WORK ITEM. In your reply, repeat the full listing exactly and leave each picture out.

---------- MATERIAL PROVIDED

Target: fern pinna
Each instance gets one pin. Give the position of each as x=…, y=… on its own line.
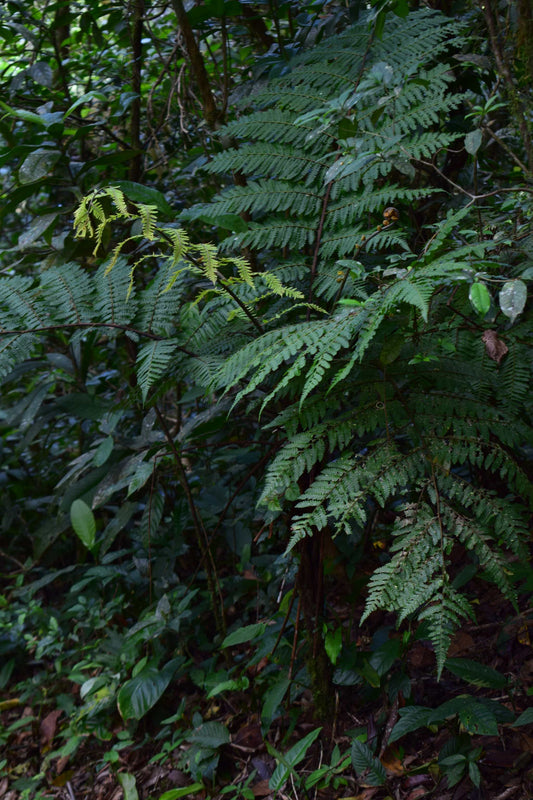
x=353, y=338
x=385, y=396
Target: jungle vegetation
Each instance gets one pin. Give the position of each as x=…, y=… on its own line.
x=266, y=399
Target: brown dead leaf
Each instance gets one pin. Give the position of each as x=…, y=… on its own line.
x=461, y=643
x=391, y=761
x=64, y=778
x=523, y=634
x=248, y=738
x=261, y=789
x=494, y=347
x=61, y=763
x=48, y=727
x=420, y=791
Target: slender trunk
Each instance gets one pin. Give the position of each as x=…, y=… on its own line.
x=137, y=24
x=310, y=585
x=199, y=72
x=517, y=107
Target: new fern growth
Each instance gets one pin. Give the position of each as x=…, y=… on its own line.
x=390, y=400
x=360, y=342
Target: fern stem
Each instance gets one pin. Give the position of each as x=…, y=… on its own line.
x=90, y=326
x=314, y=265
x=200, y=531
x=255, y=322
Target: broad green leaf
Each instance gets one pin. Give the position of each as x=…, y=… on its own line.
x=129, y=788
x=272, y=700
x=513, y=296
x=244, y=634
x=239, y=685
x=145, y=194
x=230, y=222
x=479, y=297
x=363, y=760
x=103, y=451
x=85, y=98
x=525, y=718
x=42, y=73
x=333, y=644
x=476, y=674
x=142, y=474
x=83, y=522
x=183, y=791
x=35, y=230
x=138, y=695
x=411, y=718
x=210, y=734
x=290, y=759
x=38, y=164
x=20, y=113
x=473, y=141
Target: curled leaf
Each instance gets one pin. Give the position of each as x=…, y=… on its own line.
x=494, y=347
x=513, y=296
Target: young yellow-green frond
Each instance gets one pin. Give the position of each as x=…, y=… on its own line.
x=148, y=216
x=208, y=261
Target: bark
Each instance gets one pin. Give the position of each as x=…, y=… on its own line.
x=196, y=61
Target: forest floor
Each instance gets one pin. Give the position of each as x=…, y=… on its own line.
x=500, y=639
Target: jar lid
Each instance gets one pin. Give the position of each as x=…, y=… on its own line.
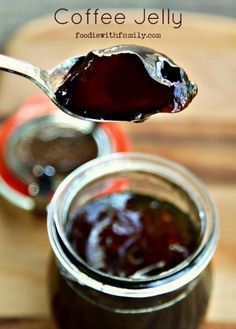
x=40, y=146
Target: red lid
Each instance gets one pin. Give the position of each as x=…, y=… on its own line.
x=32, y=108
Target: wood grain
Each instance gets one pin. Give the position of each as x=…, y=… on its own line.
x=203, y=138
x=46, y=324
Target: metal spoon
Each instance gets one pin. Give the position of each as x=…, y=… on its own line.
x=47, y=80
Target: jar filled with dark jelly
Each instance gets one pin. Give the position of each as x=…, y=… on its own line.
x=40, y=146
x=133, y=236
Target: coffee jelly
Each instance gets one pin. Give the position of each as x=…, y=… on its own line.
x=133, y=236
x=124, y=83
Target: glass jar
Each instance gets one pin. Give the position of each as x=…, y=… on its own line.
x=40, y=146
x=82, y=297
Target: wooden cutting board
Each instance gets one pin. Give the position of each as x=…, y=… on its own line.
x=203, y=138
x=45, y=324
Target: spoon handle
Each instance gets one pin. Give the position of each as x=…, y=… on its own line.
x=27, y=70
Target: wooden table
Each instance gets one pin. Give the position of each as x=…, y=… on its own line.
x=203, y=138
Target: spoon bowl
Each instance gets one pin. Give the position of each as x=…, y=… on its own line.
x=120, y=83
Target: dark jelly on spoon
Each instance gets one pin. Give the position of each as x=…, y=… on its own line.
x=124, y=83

--------------------

ANSWER SECTION.
Target: fern pinna
Each instance gets one pin. Give the position of each as x=…, y=… on its own line.
x=353, y=338
x=385, y=396
Target: jungle vegetation
Each instance gets one pin. Give the position of each as x=…, y=… on its own line.
x=266, y=399
Target: brown dead leaf
Each instance gets one pin. Give the position of each as x=…, y=… on its own line.
x=461, y=643
x=391, y=761
x=64, y=778
x=523, y=634
x=248, y=738
x=261, y=789
x=494, y=347
x=61, y=763
x=48, y=727
x=420, y=791
Target: slender trunk
Each instance gets one pin. Give the position of each as x=…, y=… on its own line.
x=137, y=24
x=310, y=585
x=199, y=72
x=517, y=107
Target: new fern growth
Each instance gets one pin. Give the position of each as x=…, y=… on its own line.
x=390, y=400
x=360, y=342
Target: fern stem
Each instance gets one pin. Give the position of each as x=…, y=… on its own line.
x=90, y=326
x=314, y=265
x=200, y=531
x=255, y=322
Target: broad green leaf
Each instance gets one pin. Give the position of each as x=…, y=… on its own line.
x=129, y=788
x=272, y=700
x=513, y=296
x=244, y=634
x=239, y=685
x=145, y=194
x=230, y=222
x=479, y=297
x=363, y=760
x=103, y=451
x=85, y=98
x=525, y=718
x=42, y=73
x=333, y=644
x=476, y=674
x=142, y=474
x=83, y=522
x=183, y=791
x=35, y=230
x=138, y=695
x=411, y=718
x=210, y=734
x=290, y=759
x=38, y=164
x=20, y=113
x=473, y=141
Target: curled leaf
Each instance gets one pin. Give the position of each as x=…, y=… on its own line.
x=494, y=347
x=513, y=296
Target: young yellow-green frond
Each instance gets one pin. Give the position of each as x=…, y=… on its own line.
x=148, y=216
x=208, y=261
Target: bark
Each instance gets one pin. Give the position of each as x=…, y=… on its own line.
x=196, y=61
Target: forest floor
Each instance gets one pin. Give the position of each as x=…, y=… on its own line.
x=500, y=639
Target: jar lid
Each instance gets one pin. Give the position of each as x=…, y=… on its own line.
x=40, y=146
Target: red lid
Each instance gets one pin. Give the position of each as x=…, y=… on its own line.
x=32, y=108
Target: wood grain
Each instance gets one pin. Give the position of each as x=…, y=… on its own line.
x=203, y=138
x=46, y=324
Target: metal spoon
Each instance gets one pin. Give the position of each as x=…, y=… on its own line.
x=47, y=80
Target: jar filled with dark jelly
Each instance gets one pin. Give the position of each as x=…, y=… on its own line.
x=40, y=146
x=133, y=236
Target: coffee jelly
Each instance gets one pin. Give the position of each as x=…, y=… on its own line.
x=133, y=236
x=124, y=83
Target: glass jar
Each instance gets one pin. Give the position of each as x=…, y=… on its own line.
x=40, y=146
x=82, y=297
Target: wooden cutting board
Each instance gets one pin. Give the position of each as x=…, y=… on its own line.
x=203, y=138
x=45, y=324
Target: spoon handle
Each instance gets one pin. Give the position of each as x=…, y=… on its own line.
x=27, y=70
Target: wooden table
Each instance gets one pin. Give the position of each as x=…, y=… on its own line.
x=203, y=138
Target: spoon bowl
Each instance gets one pin. Give the position of each as x=…, y=… on its own line.
x=120, y=83
Target: dark jelly on spoon
Each instance gets one pin. Give the position of each as x=…, y=… on its own line.
x=124, y=83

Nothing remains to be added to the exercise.